Instructions to follow:
Return exactly the lines of the entries, from the one with "sandstone column shaft" to the last.

Data supplied:
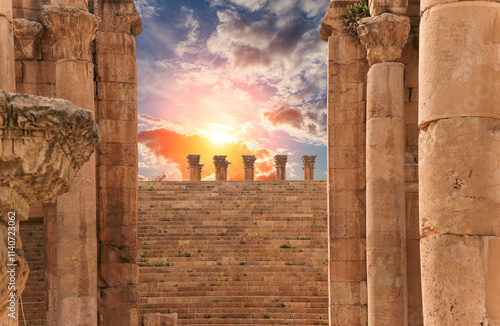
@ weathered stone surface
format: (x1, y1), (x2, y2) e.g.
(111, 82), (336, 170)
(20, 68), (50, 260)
(100, 1), (142, 36)
(43, 5), (101, 61)
(419, 2), (500, 127)
(366, 62), (407, 325)
(0, 90), (100, 203)
(0, 15), (15, 93)
(369, 0), (408, 17)
(13, 18), (43, 60)
(358, 13), (410, 65)
(420, 235), (500, 325)
(419, 117), (500, 237)
(143, 313), (178, 326)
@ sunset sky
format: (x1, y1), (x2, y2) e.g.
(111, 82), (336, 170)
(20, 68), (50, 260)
(133, 0), (329, 181)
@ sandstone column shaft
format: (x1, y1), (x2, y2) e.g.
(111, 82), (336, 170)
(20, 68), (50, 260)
(419, 1), (500, 324)
(0, 0), (15, 92)
(242, 155), (256, 181)
(366, 63), (407, 325)
(274, 155), (288, 181)
(44, 5), (100, 326)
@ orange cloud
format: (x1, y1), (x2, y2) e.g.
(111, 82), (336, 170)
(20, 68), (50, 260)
(138, 128), (276, 181)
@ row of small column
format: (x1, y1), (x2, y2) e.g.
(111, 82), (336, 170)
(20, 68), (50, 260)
(187, 155), (317, 181)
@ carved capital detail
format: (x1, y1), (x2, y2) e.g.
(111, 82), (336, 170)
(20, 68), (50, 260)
(274, 155), (288, 167)
(0, 90), (100, 205)
(302, 155), (317, 167)
(13, 19), (44, 61)
(242, 155), (256, 169)
(213, 155), (229, 169)
(187, 154), (201, 167)
(43, 5), (101, 61)
(357, 13), (410, 65)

Response for this exercise:
@ sandstone column shaft
format: (x1, y1), (x2, y2) e.g.
(111, 82), (336, 170)
(20, 68), (50, 260)
(419, 1), (500, 324)
(0, 0), (15, 92)
(242, 155), (256, 181)
(366, 63), (407, 325)
(274, 155), (288, 181)
(44, 5), (100, 326)
@ orange cloud
format: (x1, y1), (x2, y2) e.g.
(111, 82), (336, 170)
(20, 68), (50, 260)
(138, 128), (276, 181)
@ row of small column
format: (x1, y1), (x2, y2) e.g.
(111, 82), (336, 170)
(20, 68), (50, 260)
(187, 155), (317, 181)
@ carved capital detail
format: (x1, y1), (x2, y2) e.g.
(111, 82), (336, 170)
(20, 68), (50, 260)
(274, 155), (288, 167)
(0, 90), (100, 205)
(302, 155), (317, 167)
(13, 19), (44, 61)
(242, 155), (256, 169)
(213, 155), (229, 169)
(187, 154), (201, 167)
(43, 5), (101, 61)
(357, 13), (410, 65)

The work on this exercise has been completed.